> _Aim of the exercise_: Without changing anything, set down every line shown below.
---
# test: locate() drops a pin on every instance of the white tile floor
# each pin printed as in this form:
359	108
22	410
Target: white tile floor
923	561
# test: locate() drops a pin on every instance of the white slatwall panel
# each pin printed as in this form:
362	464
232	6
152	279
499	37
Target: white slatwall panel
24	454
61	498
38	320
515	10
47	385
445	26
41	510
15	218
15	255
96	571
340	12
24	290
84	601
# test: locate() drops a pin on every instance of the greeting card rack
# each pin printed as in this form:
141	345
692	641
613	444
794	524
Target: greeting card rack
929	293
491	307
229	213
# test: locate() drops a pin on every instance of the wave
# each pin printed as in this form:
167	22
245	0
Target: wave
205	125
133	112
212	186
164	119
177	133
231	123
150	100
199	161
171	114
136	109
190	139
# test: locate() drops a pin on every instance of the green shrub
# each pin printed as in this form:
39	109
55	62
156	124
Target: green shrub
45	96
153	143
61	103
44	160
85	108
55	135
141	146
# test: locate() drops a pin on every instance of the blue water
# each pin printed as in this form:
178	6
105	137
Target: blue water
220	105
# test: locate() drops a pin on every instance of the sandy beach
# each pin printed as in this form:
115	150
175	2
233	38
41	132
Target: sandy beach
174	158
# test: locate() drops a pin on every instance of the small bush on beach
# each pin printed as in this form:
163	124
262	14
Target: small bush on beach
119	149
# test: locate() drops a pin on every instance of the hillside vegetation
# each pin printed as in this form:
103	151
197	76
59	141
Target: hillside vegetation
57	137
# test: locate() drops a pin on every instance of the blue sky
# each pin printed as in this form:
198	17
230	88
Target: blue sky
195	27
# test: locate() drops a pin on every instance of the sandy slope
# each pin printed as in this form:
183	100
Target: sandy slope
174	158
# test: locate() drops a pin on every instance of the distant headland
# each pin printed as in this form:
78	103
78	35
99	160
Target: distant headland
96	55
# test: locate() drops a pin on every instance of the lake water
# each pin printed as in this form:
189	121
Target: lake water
---
> _Expected output_:
# test: locate() drops a pin on every instance of the white tile floor
# each pin printed as in this form:
359	108
22	410
Target: white tile floor
923	561
# test: locate() drops a pin on every instance of the white slatwall panel
# each pin printed as in this form:
362	464
232	6
152	279
499	37
Target: white slatwall panel
24	454
61	498
38	320
515	10
47	385
445	26
41	510
15	218
15	255
96	571
340	12
24	290
84	601
# test: locate() drops a pin on every instance of the greeting card rack
# each pin printed as in this form:
141	345
692	641
613	444
794	524
Target: greeting card rack
929	293
491	307
229	213
# test: locate() drops a pin on every instance of the wave
# each pin printed as in this form:
167	22
245	0
Target: wave
205	125
133	112
212	186
164	119
177	133
231	123
150	100
199	161
171	114
136	109
190	139
# test: locate() drops a pin on every instance of the green shrub
# each pin printed as in this form:
39	109
55	62
156	124
Target: green shrub
45	96
153	143
61	103
44	160
85	108
55	135
141	146
# test: locate() drops a pin on every instance of the blue water
# each pin printed as in this form:
178	6
105	137
Target: blue water
220	105
# test: locate() drops a pin on every instance of the sandy beach
# each pin printed as in this form:
115	150
175	2
233	38
41	132
Target: sandy beach
174	158
# test: locate() drops a pin on every instance of the small bush on beach
# each pin printed as in this form:
163	124
262	14
Target: small bush on beach
119	149
# test: locate() drops a pin on every instance of the hillside vegetation
# each pin printed as in this form:
103	151
197	76
59	141
Target: hillside vegetation
57	137
# test: locate() drops a pin on every instance of the blue sky
# each pin printed as in this form:
198	17
230	88
Target: blue sky
195	27
# test: locate() drops a pin on every instance of the sandy slope
# each pin printed as in this form:
183	100
Target: sandy slope
174	158
# test: locate() drops a pin on every instance of the distant headland
# each pin printed as in this form:
78	103
78	35
99	160
Target: distant headland
96	55
# test: locate() drops a pin on every instance of the lake water
# each pin printed as in this form:
189	121
Target: lake water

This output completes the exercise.